## BEGIN Input for this task

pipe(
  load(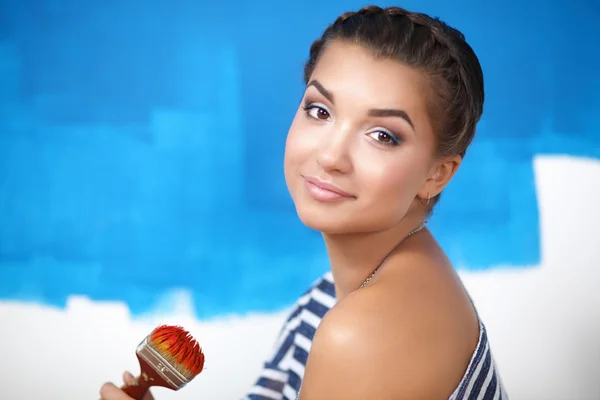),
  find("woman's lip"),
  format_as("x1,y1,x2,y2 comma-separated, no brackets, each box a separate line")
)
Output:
303,176,354,201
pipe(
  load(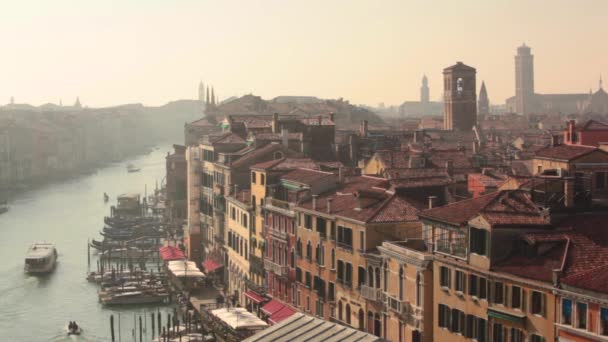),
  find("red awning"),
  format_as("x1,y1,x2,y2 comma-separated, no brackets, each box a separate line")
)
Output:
261,299,285,316
268,306,296,324
203,260,222,273
243,291,264,304
158,246,186,261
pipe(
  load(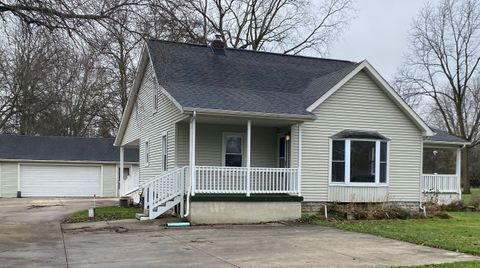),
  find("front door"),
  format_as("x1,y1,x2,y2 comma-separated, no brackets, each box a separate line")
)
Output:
277,133,290,168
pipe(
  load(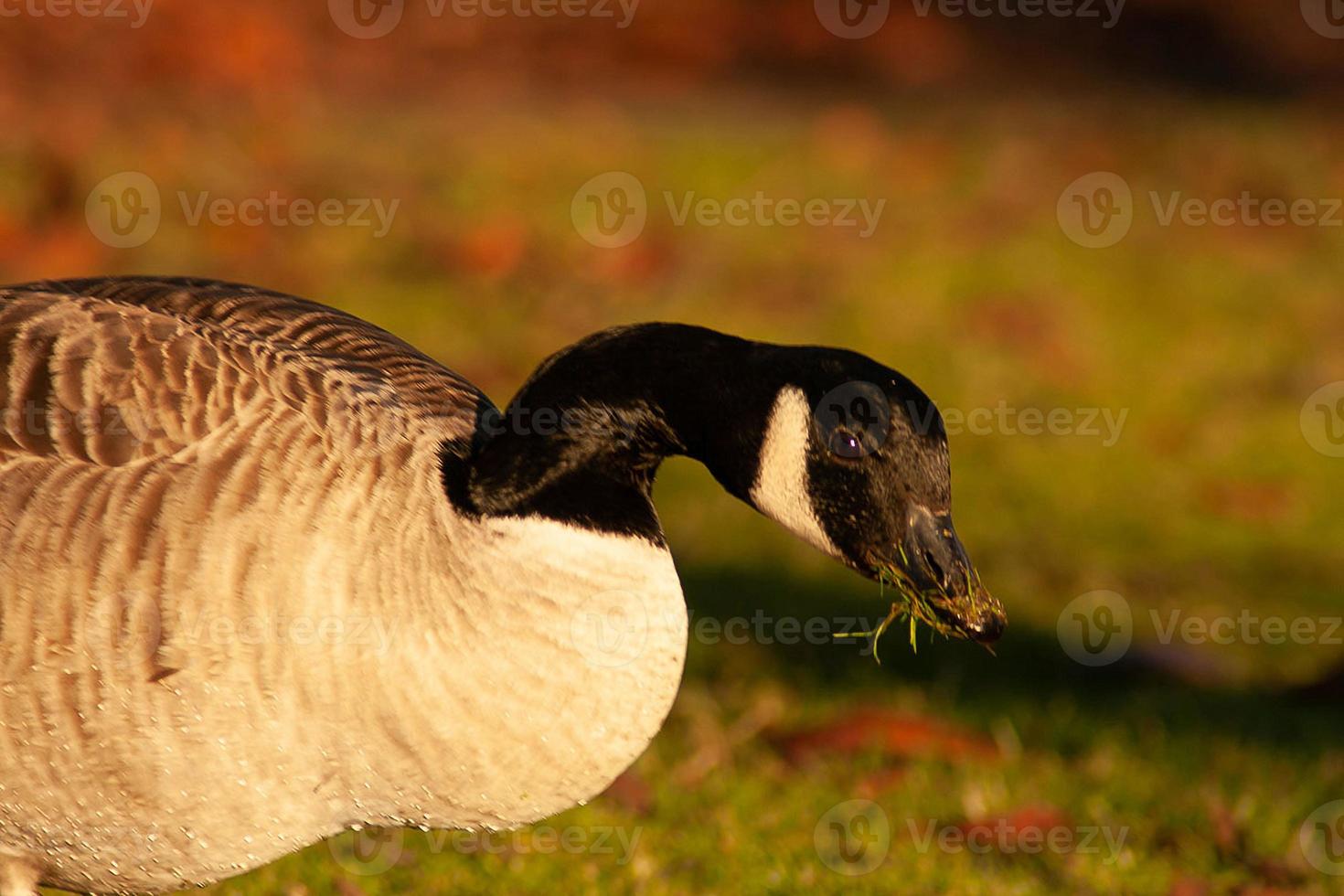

## END Input for this task

What is being asked:
Locate every line in the rows above that contains the string "find" and copy each such line. Case counts.

Solution to this task:
  find("woman's lip"),
  find("red awning"),
  find("front door"),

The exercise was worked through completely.